» **WHAT YOU HAVE TO DO**
Find each line below containing the string "wall", and copy those lines out. The match is case-sensitive.
** begin **
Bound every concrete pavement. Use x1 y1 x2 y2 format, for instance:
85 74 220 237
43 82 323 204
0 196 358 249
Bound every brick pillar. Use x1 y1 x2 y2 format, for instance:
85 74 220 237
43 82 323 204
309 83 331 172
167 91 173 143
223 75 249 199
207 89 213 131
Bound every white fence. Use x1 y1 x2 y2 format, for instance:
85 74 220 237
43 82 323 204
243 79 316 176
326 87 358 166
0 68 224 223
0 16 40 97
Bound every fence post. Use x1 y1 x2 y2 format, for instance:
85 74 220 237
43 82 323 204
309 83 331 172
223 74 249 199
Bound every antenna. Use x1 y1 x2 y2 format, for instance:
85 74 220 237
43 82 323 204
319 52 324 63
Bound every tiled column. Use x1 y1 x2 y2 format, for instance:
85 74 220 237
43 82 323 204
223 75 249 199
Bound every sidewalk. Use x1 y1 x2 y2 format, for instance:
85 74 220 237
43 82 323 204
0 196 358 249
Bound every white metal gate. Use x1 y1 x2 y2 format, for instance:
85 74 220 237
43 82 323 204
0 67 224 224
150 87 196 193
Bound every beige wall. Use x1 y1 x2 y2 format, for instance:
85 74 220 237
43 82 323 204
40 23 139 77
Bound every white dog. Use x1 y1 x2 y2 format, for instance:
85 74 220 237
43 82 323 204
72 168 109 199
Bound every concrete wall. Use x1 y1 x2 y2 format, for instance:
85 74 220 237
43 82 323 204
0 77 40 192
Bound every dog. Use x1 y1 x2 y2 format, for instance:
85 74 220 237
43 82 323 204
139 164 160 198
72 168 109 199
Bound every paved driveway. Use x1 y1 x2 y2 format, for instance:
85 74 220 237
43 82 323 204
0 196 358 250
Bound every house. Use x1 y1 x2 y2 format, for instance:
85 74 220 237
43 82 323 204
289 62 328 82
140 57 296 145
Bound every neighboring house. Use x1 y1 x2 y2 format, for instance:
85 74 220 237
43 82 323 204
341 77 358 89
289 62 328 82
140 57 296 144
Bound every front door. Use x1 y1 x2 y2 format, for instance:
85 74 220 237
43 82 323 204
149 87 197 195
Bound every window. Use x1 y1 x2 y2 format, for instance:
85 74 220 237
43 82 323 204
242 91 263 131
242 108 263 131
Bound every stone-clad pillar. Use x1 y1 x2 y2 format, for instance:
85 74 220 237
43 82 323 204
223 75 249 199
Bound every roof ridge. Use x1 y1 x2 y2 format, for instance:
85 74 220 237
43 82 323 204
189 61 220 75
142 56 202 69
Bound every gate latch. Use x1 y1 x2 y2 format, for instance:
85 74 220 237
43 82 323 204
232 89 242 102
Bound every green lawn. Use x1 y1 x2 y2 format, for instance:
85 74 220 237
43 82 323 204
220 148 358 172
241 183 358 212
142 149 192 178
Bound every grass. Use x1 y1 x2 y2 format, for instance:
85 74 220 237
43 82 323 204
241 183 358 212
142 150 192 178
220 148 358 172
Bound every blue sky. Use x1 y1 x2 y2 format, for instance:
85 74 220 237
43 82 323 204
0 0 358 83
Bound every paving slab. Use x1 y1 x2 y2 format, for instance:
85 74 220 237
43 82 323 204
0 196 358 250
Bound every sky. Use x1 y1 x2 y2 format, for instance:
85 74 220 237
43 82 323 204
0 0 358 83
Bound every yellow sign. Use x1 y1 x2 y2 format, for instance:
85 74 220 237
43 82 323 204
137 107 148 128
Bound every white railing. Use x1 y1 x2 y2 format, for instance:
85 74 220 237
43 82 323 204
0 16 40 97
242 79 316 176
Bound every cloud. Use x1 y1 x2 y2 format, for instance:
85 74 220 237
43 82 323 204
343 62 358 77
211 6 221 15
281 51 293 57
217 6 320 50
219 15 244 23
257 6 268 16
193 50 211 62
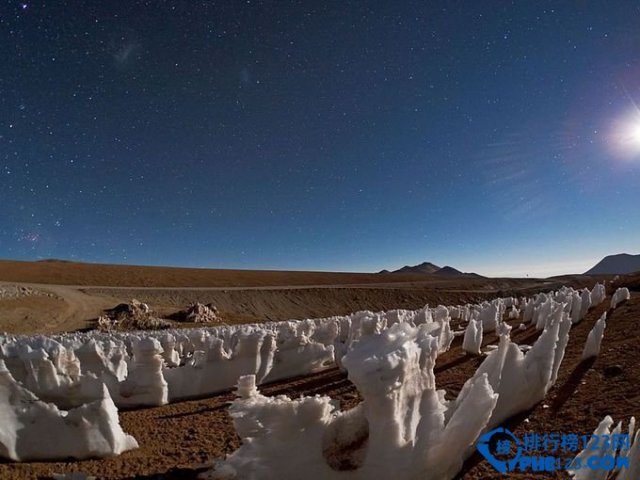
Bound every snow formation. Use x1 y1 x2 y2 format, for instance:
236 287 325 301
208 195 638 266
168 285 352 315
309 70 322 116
582 312 607 360
611 287 631 308
0 360 138 461
568 415 640 480
208 296 571 480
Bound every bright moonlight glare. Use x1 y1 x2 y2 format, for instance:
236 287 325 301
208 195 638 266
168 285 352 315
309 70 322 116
610 112 640 161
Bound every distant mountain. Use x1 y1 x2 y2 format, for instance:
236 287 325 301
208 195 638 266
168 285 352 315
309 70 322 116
584 253 640 275
378 262 480 277
433 265 464 277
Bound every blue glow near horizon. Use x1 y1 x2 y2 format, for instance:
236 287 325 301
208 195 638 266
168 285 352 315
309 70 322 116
0 2 640 275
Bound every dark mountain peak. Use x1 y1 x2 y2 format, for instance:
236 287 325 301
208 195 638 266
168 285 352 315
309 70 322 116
391 262 440 275
434 265 464 276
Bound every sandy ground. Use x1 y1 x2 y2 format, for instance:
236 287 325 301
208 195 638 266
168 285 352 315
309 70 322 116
0 260 640 480
0 282 640 480
0 261 595 334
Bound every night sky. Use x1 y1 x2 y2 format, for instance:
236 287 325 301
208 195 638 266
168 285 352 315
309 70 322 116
0 0 640 275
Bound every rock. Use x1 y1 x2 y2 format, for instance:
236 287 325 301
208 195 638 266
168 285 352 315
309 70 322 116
97 299 171 331
604 365 624 378
185 302 220 323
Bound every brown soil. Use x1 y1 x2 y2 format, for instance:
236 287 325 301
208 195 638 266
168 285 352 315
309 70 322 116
0 260 608 334
0 260 490 287
0 282 640 480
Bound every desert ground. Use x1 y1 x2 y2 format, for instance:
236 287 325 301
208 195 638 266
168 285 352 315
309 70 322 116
0 261 640 479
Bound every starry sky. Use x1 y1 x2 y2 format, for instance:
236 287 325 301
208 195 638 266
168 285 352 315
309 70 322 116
0 0 640 276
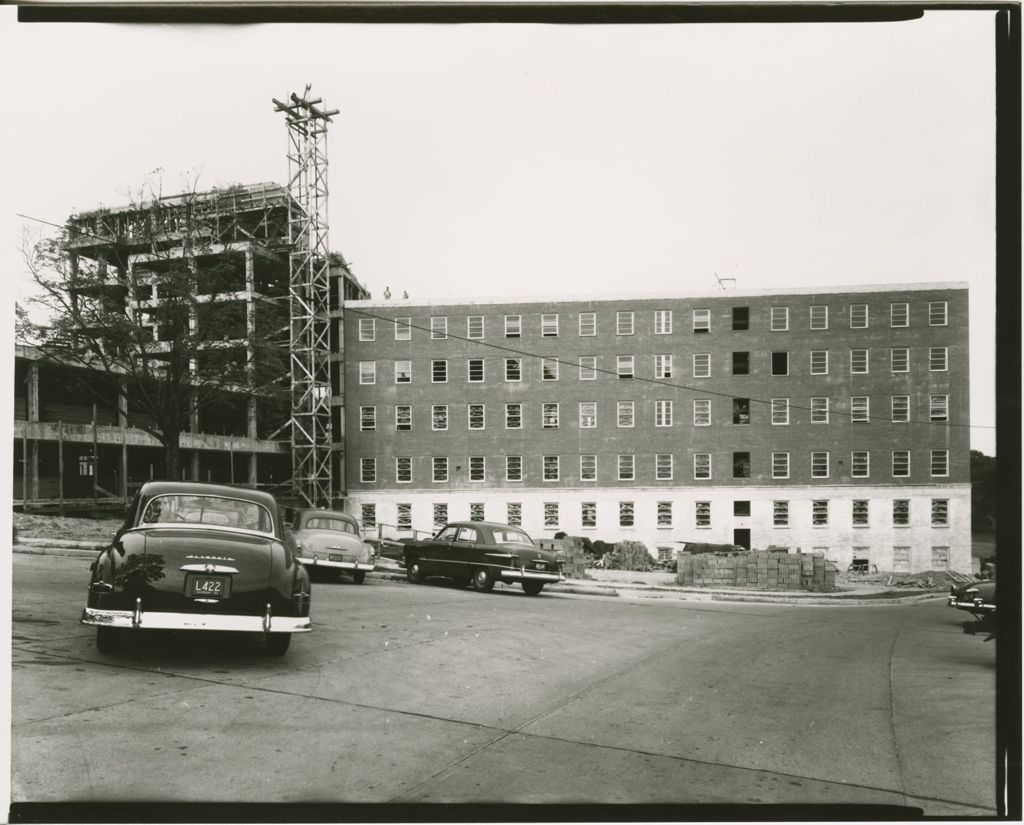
** end **
» **TASK OUTPUT**
Bound every beige wall. Use x1 y1 x2 y2 format, for instance:
Bound every concrete wall. Use x1 y1 x2 y2 format, for instance:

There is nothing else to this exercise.